Begin TEXT EXTRACT

CS170: Project 2 - User Mode Thread Library (20% of project score)

Project Goals

The goals of this project are:

to understand the idea of threads
to implement independent, parallel execution within a process

Administrative Information

The project is an individual project. It is due on uesday, April 30, 2019, 23:59:59 PST (no deadline extensions or late turn ins).

Implement a basic thread subsystem in Linux user mode

The goal of this project is to implement a basic thread system for Linux. As discussed in class, threads are independent units of execution that run (virtually) in parallel in the address space of a single process (and thus, share the same heap memory, open files, process identifier, ...). Each thread has its own context, which consists of (a) the set of CPU registers and (b) a stack. The goal of a thread subsystem is to provide applications that want to use threads a set of library functions (an interface) that the application can use to create and start new threads, terminate threads, or manipulate threads in different ways.

The most well-known and wide-spread standard that defines the interface for threads on Unix-style operating systems is called POSIX threads (or pthreads). The pthreads interface defines a set of functions, a few of which we want to implement for this project. Of course, there are different ways in which the pthreads interface can be realized, and systems have implemented a pthreads subsystem both in the OS kernel and in user mode. For this project, we aim to implement a few pthreads functions in user mode (as a library) on Linux.

More specifically, for this project, we want to implement the following POSIX thread functions (prototypes and explanations partially taken from the respective man pages):

      int pthread_create(pthread_t *restrict thread, const pthread_attr_t *restrict attr, void *(*start_routine)(void*), void *restrict arg);

The pthread_create() function shall create a new thread within a process. Upon successful completion, pthread_create() shall store the ID of the created thread in the location referenced by thread. In our implementation, the second argument (attr) shall always be NULL. The thread is created executing start_routine with arg as its sole argument. If the start_routine returns, the effect shall be as if there was an implicit call to pthread_exit() using the return value of start_routine as the exit status. Note that the thread in which main() was originally invoked differs from this. When it returns from main(), the effect shall be as if there was an implicit call to exit() using the return value of main() as the exit status.

      void pthread_exit(void *value_ptr);

The pthread_exit() function shall terminate the calling thread. In our current implementation, we ignore the value passed in as the first argument (value_ptr) and clean up all information related to the terminating thread. The process shall exit with an exit status of 0 after the last thread has been terminated. The behavior shall be as if the implementation called exit() with a zero argument at thread termination time.

      pthread_t pthread_self(void);

The pthread_self() function shall return the thread ID of the calling thread.

The goal of this project is to implement the three functions introduced above. For more details about error handling, please refer to the respective man pages. The code for these three functions should be compiled into an object file called threads.o, which will act as our thread library. Note that your code will not contain a main routine, and hence, cannot run as a stand-alone executable. To create the thread library, simply call the compiler like this:

      gcc/g++ -c -o threads.o [list of your source files]

You should include the pthreads header file (#include <pthread.h>) in your source(s) so that you have the definitions of types such as pthread_t or pthread_attr_t available. The object file that was created can then be combined with a (third party) application that requires threads (and hence, calls the three functions that you have implemented in your library). This is done by running:

      gcc/g++ -o application [list of application object files] threads.o

To test your thread implementation, we will compile your thread library with our test application. This test application will call into your pthread functions and check whether threads are properly started and terminated.

End TEXT EXTRACT
Begin DATA SUPPLIED

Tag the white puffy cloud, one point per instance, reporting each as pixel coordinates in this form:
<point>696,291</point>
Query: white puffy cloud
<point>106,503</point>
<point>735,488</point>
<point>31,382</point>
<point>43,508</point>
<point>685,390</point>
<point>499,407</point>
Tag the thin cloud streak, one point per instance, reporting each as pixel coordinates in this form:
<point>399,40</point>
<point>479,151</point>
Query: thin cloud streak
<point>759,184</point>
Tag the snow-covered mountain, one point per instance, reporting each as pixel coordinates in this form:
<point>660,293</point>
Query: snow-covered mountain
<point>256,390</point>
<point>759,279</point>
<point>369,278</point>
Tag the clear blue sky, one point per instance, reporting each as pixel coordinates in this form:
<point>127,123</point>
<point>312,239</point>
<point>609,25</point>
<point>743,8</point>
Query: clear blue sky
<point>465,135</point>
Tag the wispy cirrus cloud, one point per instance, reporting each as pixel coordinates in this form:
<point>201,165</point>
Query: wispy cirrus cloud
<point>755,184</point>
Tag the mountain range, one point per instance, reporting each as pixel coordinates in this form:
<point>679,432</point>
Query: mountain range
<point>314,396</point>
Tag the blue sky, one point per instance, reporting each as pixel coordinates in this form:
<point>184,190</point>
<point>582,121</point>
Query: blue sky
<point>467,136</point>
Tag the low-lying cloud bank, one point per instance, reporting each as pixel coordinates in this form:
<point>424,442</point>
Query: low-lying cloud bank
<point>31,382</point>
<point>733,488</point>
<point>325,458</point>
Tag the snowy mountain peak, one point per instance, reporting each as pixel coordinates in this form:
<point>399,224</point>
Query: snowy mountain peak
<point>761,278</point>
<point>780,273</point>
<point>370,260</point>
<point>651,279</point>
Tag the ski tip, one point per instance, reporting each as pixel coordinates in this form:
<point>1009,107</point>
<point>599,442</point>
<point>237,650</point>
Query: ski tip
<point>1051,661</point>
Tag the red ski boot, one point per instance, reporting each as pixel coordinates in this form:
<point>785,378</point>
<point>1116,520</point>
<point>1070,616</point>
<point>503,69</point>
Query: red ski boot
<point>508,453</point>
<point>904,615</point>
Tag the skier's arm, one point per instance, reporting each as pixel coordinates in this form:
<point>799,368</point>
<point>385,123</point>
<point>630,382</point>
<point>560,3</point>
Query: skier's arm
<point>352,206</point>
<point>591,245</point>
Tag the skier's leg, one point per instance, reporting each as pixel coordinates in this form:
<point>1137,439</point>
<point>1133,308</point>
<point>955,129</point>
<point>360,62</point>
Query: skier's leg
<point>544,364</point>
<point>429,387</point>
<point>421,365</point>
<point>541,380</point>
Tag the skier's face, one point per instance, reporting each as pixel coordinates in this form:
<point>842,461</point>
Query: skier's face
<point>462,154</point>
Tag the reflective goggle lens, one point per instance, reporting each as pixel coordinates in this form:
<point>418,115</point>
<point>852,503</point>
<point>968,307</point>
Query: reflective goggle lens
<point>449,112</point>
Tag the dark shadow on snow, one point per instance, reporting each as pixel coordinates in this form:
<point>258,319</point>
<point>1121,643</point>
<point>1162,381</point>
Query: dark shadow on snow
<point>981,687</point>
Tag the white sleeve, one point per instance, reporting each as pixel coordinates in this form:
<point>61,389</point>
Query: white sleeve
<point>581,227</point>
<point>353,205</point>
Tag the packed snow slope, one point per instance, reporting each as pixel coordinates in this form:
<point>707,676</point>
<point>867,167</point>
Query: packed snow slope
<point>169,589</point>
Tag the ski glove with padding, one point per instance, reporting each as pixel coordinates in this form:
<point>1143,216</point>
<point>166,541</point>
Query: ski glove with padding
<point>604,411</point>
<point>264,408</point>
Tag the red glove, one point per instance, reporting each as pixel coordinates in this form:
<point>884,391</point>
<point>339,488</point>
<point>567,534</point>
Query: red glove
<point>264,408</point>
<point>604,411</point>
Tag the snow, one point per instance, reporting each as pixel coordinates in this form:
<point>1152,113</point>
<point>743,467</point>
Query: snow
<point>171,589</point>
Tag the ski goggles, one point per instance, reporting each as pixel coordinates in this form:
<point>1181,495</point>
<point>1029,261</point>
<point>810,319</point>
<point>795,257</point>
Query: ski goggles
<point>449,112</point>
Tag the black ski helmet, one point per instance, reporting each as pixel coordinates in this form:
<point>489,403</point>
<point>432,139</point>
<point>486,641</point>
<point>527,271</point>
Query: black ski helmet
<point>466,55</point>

End DATA SUPPLIED

### DIRECTIVE
In the thread library project description, what is the name of the object file that the three functions must be compiled into?

### OUTPUT OF THE TASK
threads.o